►
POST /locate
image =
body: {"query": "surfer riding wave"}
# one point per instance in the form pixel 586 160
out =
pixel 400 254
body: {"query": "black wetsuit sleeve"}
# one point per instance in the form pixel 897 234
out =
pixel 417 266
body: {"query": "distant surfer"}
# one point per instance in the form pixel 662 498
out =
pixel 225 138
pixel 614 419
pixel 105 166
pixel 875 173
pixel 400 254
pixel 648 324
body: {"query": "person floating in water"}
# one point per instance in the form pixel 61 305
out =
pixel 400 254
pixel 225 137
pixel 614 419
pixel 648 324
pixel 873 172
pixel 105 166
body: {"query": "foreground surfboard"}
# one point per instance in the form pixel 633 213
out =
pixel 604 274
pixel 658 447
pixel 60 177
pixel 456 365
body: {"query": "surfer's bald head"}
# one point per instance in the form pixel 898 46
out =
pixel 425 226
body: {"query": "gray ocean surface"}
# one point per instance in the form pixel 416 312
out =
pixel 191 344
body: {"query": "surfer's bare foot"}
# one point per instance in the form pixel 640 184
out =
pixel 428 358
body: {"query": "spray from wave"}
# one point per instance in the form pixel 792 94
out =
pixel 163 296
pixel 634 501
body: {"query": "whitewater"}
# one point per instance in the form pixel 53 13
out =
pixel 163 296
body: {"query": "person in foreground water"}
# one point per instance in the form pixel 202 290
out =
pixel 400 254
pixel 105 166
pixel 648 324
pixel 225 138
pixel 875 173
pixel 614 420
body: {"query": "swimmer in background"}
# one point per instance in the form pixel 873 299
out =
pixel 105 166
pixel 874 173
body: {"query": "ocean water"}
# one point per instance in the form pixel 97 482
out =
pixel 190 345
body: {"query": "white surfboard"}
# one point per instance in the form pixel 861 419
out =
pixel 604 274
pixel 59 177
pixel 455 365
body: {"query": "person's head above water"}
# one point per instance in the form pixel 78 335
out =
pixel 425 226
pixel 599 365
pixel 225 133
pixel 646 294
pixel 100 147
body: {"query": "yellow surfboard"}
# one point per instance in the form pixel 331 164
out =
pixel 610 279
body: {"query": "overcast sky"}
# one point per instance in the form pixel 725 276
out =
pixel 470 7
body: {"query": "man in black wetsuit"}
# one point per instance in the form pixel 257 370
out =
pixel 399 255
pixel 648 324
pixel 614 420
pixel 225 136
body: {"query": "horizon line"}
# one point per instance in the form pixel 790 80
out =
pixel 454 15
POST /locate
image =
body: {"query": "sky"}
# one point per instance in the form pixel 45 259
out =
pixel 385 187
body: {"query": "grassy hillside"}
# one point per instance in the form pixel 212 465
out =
◄
# [Written exercise]
Put the stretch from the start of the entries through the line containing "pixel 456 365" into a two-column CSV with the headers input and output. Give each entry its own row, with its text and its answer in separate quoted fields and line breaks replaced by spaces.

# [Answer to this problem]
input,output
"POST /locate image = body: {""query"": ""surfer riding wave""} # one point per instance in the form pixel 586 160 out =","pixel 400 254"
"body: {""query"": ""black wetsuit sleeve""} # one point per instance in the form pixel 897 234 out =","pixel 417 266"
"body: {""query"": ""distant surfer""} # one point per instance in the form pixel 662 498 out =","pixel 225 138 pixel 614 419 pixel 105 166 pixel 875 173 pixel 400 254 pixel 648 324"
"body: {""query"": ""person floating in water""} # one point per instance in the form pixel 61 305 out =","pixel 400 254 pixel 225 137 pixel 614 419 pixel 648 324 pixel 873 172 pixel 105 166"
"body: {""query"": ""foreground surfboard""} # one point per instance in the form pixel 633 213 out =","pixel 604 274 pixel 658 447 pixel 60 177 pixel 456 365"